* Entries supplied *
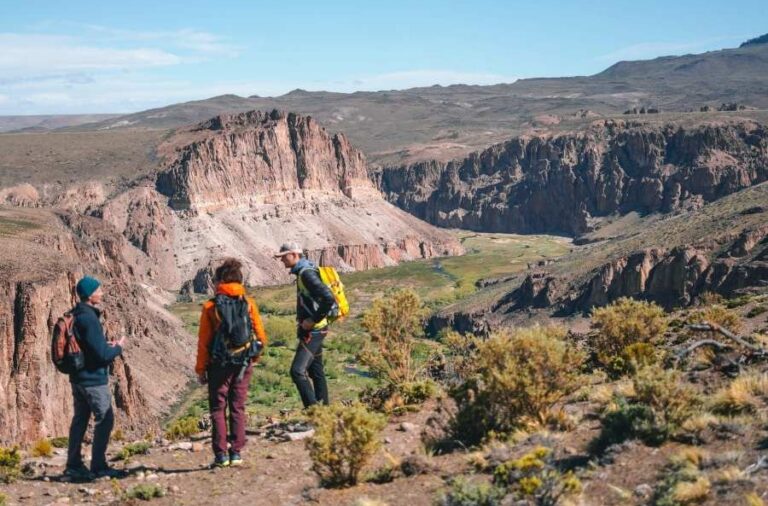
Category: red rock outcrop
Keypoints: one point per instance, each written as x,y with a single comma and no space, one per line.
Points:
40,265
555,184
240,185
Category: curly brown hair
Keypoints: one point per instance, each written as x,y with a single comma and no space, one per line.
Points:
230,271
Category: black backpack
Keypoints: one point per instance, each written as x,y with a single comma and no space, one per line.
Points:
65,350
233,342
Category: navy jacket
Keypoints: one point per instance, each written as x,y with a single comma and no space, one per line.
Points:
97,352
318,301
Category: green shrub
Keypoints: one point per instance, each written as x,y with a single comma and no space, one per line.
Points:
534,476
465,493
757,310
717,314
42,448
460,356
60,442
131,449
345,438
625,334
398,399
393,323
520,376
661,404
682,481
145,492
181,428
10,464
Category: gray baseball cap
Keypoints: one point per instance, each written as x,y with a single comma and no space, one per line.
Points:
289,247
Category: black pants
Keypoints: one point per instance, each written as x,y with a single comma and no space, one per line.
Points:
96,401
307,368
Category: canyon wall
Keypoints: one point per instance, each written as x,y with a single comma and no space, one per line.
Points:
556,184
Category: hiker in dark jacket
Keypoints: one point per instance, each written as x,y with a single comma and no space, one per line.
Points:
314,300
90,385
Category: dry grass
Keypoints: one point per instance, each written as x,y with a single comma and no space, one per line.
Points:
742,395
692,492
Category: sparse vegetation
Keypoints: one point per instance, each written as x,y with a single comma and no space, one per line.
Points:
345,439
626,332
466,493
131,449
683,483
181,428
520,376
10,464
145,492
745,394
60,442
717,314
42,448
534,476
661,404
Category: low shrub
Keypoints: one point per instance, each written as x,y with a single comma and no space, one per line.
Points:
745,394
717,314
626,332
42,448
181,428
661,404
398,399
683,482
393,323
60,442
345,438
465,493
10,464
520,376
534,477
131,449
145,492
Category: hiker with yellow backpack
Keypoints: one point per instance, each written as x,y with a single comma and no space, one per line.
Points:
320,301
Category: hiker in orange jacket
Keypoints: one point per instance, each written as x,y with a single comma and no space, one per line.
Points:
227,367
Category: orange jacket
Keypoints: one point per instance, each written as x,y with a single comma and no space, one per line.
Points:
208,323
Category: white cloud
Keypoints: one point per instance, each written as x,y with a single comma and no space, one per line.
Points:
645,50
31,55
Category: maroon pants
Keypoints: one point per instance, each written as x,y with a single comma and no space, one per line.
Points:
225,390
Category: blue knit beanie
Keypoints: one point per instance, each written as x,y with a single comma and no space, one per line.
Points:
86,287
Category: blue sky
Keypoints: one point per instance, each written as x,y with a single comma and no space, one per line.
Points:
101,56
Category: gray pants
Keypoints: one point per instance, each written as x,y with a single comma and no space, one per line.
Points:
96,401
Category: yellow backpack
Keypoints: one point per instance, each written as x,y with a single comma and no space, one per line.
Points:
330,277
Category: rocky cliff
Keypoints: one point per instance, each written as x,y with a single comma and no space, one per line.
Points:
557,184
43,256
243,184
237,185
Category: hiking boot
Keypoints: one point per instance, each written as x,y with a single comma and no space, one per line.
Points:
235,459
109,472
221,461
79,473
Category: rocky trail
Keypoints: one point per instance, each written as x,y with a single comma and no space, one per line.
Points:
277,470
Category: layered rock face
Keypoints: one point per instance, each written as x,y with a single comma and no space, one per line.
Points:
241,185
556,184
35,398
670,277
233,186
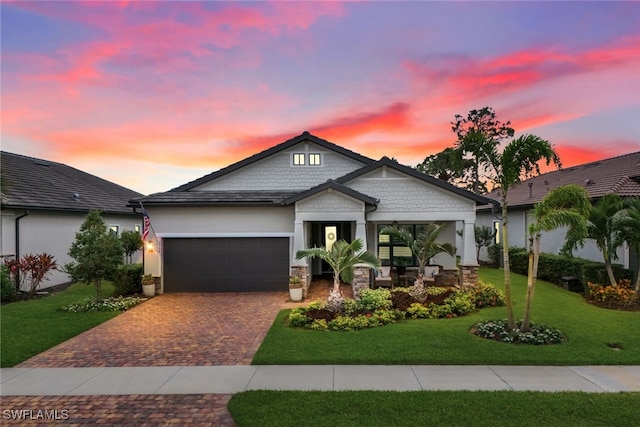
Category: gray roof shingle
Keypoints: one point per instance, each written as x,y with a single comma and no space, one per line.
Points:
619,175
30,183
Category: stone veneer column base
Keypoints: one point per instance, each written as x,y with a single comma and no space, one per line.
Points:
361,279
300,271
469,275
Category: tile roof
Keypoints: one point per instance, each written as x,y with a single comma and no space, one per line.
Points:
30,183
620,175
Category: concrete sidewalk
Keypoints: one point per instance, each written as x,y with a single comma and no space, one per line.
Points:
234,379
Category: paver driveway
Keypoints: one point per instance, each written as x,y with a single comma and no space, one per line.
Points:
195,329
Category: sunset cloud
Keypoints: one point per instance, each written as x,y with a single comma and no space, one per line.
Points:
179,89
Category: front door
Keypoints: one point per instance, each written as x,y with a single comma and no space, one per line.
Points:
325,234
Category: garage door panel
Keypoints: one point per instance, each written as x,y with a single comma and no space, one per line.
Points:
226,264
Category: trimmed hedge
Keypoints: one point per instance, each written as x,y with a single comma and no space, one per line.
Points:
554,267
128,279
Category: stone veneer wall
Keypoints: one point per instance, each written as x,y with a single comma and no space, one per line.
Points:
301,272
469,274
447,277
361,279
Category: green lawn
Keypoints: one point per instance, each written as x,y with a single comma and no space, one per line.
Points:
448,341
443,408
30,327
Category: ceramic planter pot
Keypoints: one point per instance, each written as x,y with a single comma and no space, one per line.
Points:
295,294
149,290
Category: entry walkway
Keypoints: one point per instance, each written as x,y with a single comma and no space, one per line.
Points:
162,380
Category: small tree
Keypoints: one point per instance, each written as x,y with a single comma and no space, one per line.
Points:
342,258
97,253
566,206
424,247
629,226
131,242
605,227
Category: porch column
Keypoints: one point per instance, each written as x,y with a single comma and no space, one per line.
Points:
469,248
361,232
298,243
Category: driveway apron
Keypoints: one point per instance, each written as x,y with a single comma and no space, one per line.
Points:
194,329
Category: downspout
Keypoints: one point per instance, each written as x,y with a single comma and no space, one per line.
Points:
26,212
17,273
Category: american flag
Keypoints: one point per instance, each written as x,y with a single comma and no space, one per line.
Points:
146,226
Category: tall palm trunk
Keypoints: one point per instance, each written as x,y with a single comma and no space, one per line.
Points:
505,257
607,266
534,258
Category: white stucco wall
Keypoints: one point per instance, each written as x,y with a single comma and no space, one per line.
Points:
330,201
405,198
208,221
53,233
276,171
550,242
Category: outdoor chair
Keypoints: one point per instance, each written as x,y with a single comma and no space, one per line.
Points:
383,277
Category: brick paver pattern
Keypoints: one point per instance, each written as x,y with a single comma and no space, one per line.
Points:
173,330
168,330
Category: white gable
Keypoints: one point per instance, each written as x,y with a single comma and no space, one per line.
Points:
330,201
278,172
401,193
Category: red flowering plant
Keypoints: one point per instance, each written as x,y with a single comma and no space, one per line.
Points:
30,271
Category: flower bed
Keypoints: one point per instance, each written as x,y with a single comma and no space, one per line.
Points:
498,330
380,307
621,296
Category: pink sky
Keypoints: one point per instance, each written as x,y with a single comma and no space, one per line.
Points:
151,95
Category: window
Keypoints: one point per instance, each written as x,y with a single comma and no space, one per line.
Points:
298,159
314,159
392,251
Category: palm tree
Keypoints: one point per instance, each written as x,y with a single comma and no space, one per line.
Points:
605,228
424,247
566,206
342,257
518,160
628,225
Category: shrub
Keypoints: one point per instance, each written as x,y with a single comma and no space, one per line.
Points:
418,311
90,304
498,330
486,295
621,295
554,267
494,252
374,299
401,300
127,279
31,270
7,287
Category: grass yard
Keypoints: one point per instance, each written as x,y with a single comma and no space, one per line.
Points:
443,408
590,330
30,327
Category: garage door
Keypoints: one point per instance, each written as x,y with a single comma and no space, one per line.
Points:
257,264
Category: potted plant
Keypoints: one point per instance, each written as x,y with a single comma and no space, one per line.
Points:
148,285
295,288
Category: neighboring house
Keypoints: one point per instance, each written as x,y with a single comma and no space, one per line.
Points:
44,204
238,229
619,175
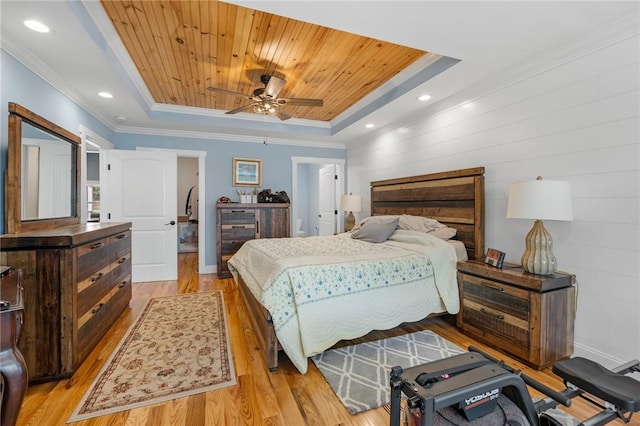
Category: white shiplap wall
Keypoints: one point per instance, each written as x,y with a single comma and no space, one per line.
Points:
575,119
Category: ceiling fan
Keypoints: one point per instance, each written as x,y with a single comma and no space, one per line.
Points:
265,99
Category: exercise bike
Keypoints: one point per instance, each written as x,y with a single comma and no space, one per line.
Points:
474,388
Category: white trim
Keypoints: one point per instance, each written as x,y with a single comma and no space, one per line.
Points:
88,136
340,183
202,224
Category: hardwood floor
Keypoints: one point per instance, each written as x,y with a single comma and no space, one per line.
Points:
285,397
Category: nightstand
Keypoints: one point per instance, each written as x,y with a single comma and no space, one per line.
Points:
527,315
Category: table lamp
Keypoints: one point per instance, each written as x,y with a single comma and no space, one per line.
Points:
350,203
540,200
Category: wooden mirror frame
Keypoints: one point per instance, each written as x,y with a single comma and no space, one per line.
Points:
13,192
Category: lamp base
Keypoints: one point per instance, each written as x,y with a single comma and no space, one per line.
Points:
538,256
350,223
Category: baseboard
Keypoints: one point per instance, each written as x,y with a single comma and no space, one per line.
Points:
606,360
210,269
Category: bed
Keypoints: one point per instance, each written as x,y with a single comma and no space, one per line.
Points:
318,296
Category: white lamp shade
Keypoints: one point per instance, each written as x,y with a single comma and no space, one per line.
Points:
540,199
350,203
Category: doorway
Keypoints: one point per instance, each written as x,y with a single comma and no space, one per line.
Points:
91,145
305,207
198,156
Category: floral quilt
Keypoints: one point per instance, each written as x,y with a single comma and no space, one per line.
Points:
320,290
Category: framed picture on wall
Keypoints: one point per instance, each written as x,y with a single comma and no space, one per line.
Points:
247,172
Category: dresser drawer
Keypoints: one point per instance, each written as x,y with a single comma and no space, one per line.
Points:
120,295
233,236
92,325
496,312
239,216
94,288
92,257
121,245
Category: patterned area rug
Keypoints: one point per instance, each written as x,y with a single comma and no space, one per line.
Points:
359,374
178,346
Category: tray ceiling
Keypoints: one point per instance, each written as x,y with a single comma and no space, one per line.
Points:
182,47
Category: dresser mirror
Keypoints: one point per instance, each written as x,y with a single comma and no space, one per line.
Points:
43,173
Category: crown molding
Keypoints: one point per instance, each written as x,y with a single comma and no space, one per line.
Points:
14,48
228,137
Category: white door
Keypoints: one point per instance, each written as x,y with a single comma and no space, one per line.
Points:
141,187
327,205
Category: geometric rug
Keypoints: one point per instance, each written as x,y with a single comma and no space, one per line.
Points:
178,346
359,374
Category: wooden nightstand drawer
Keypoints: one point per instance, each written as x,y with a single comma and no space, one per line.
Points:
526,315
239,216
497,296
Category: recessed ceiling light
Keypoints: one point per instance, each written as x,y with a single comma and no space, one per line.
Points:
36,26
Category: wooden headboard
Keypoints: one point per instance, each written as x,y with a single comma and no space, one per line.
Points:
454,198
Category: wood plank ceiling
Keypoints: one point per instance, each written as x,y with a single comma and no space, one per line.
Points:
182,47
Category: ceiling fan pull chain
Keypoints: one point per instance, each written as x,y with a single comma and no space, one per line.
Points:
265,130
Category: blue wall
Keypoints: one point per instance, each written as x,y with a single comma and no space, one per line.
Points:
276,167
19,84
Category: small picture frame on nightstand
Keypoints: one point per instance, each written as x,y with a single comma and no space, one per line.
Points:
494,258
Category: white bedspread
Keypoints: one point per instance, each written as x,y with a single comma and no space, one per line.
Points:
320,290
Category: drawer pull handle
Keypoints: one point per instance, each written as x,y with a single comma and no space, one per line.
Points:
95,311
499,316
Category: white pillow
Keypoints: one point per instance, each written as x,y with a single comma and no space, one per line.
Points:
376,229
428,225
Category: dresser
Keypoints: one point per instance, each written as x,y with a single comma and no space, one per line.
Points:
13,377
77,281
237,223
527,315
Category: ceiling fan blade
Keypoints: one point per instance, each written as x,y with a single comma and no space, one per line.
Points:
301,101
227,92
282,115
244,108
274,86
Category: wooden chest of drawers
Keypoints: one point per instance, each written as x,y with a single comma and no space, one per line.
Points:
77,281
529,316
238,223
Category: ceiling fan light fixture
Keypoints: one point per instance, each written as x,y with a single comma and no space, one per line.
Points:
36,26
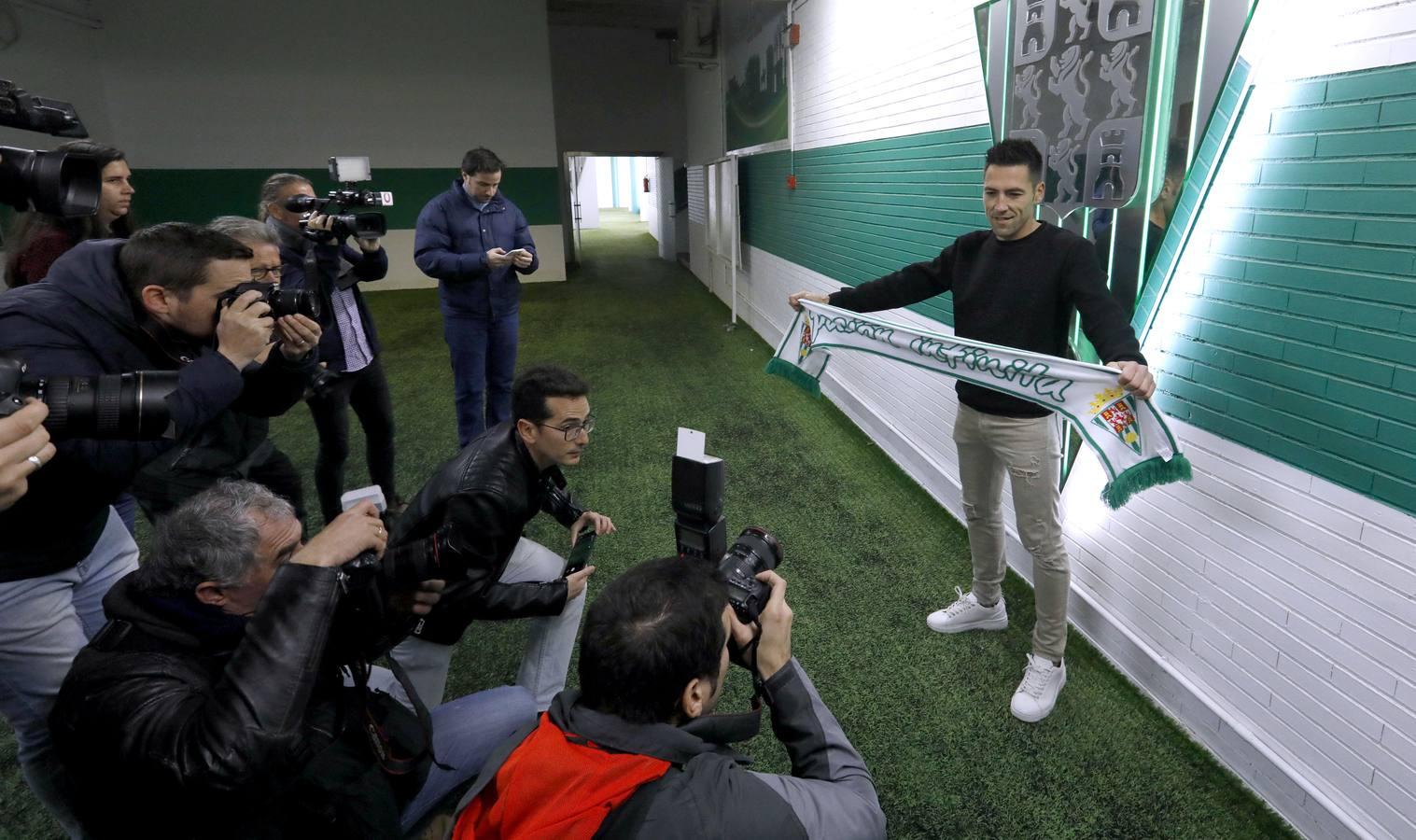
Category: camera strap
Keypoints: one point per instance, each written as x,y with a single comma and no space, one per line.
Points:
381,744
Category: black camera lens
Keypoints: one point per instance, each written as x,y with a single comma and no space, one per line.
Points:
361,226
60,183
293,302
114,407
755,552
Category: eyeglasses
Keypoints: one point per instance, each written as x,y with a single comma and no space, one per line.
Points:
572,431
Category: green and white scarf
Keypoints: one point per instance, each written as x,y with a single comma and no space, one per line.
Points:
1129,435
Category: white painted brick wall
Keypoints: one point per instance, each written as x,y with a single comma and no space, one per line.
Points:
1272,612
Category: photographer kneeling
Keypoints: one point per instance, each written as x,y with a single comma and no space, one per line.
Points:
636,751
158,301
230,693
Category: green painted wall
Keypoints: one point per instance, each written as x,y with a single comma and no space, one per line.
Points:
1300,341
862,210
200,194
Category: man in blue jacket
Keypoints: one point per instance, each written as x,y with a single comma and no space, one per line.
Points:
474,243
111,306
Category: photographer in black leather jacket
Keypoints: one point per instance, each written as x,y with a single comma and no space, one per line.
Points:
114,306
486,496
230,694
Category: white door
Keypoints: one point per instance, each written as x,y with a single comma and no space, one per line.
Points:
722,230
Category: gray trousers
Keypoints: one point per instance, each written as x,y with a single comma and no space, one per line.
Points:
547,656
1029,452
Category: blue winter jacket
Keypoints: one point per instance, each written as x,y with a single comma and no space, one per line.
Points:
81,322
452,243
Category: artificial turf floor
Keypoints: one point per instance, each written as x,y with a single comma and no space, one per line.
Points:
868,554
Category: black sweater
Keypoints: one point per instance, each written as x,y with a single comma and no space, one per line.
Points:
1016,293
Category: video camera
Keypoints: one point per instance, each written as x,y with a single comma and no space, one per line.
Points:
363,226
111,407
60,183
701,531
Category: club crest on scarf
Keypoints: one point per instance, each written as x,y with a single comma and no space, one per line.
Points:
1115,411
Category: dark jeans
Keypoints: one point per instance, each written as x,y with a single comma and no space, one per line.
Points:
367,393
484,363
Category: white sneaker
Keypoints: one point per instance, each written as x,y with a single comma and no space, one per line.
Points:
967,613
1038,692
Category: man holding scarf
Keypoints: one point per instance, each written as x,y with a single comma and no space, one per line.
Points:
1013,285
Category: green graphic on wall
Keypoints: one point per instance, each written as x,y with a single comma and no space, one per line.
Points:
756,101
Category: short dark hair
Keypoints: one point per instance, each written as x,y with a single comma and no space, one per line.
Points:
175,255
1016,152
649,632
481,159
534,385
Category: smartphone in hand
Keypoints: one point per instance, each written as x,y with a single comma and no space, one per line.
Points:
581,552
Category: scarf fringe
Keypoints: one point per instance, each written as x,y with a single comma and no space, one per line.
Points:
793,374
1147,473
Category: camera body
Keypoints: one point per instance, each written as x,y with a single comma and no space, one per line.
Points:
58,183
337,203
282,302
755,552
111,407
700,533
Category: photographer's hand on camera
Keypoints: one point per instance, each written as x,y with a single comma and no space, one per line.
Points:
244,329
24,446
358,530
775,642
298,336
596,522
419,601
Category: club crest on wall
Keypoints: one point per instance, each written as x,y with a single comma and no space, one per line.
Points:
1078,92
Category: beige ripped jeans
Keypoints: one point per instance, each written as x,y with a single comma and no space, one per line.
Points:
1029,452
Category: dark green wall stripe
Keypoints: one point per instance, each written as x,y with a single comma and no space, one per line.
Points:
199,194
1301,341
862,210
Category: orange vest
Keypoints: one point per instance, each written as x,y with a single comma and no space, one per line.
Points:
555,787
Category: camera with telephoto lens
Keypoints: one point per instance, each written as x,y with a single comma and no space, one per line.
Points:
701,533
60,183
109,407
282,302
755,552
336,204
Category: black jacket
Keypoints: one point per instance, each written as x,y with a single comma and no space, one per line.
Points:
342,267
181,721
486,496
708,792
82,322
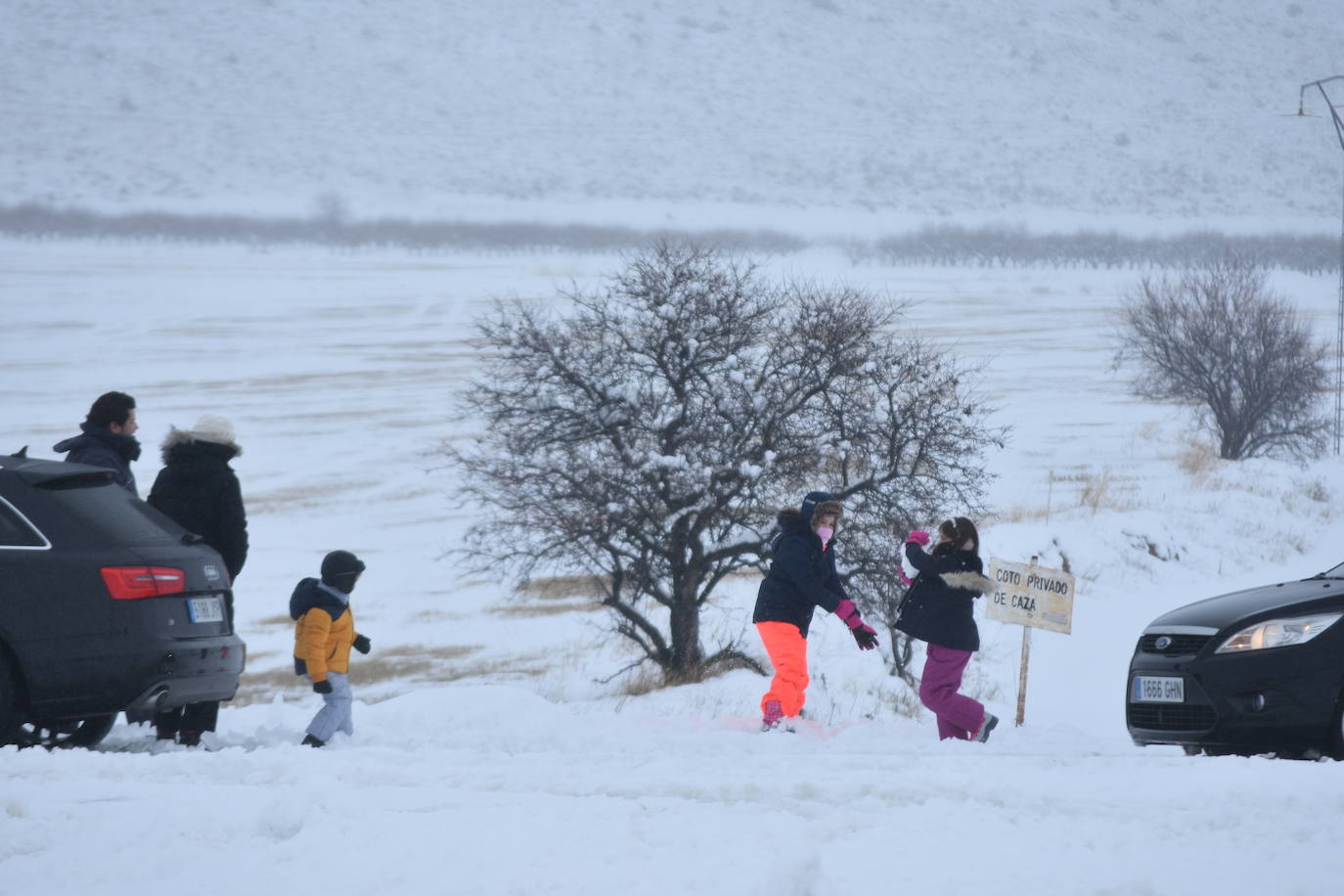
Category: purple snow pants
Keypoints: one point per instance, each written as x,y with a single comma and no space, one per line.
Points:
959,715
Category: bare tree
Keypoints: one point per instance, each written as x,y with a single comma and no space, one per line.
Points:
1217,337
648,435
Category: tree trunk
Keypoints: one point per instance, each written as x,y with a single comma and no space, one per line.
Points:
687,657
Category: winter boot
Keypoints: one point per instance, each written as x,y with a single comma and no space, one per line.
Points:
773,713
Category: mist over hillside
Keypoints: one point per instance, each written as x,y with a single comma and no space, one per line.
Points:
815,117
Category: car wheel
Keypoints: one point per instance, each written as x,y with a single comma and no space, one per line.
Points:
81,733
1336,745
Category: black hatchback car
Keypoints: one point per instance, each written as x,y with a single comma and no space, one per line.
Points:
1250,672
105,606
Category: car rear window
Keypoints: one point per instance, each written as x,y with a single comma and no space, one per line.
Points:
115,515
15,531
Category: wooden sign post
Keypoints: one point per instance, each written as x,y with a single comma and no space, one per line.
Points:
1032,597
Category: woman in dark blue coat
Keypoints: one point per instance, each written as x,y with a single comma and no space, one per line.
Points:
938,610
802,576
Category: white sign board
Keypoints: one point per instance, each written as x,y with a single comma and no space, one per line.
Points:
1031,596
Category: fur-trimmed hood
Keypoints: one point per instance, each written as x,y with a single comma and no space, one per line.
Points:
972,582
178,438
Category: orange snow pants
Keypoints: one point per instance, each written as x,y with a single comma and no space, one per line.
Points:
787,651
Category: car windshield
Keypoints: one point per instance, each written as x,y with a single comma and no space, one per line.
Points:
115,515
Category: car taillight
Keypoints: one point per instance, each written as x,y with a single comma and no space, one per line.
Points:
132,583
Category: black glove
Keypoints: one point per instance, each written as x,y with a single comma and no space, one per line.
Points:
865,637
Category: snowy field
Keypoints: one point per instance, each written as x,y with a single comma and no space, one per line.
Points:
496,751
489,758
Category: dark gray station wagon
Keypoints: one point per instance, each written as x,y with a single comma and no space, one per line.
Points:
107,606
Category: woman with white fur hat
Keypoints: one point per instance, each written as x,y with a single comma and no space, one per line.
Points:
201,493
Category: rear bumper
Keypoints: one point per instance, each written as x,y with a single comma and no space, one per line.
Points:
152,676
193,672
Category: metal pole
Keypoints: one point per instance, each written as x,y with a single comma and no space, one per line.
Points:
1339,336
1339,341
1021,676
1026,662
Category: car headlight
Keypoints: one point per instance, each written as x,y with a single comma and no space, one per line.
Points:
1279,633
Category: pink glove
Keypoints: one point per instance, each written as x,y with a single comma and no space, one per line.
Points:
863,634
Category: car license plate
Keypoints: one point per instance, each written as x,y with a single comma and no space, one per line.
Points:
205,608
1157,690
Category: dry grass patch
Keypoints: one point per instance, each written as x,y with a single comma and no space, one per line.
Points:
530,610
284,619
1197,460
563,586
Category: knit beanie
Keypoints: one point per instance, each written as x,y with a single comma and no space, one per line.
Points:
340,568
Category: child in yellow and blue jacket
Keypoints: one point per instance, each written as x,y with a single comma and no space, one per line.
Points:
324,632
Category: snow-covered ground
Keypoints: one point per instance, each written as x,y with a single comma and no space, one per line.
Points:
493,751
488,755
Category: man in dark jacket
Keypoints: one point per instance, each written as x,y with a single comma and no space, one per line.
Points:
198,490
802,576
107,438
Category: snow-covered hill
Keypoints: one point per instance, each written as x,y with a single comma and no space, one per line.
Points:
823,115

* The exercise *
Exactly and only the lines from the one containing "Category: knit beanie" through the end of the material are to be reproduced, both ends included.

* Full response *
Category: knit beanie
Keypoints: one point per instance, each written as x,y with a single comma and no space, one per line.
Points:
340,568
Category: child in yellow and blue jacket
Keypoints: one point per instance, each written as x,y with a single comma and no space, one per line.
Points:
324,632
Category: snow-covered ground
Keypoints: one point per instance, each written as x,y with a single comma and no space, one per line.
Points:
493,751
488,755
Category: man in dark jacket
Keypoints: one point per instance, each written as x,y with a single comma and no space, one per line.
Points:
198,490
802,576
107,438
Category: snow-covered hill
Keypoints: one point per instance, each written as x,y with a single comma and no space, one per line.
Points:
823,115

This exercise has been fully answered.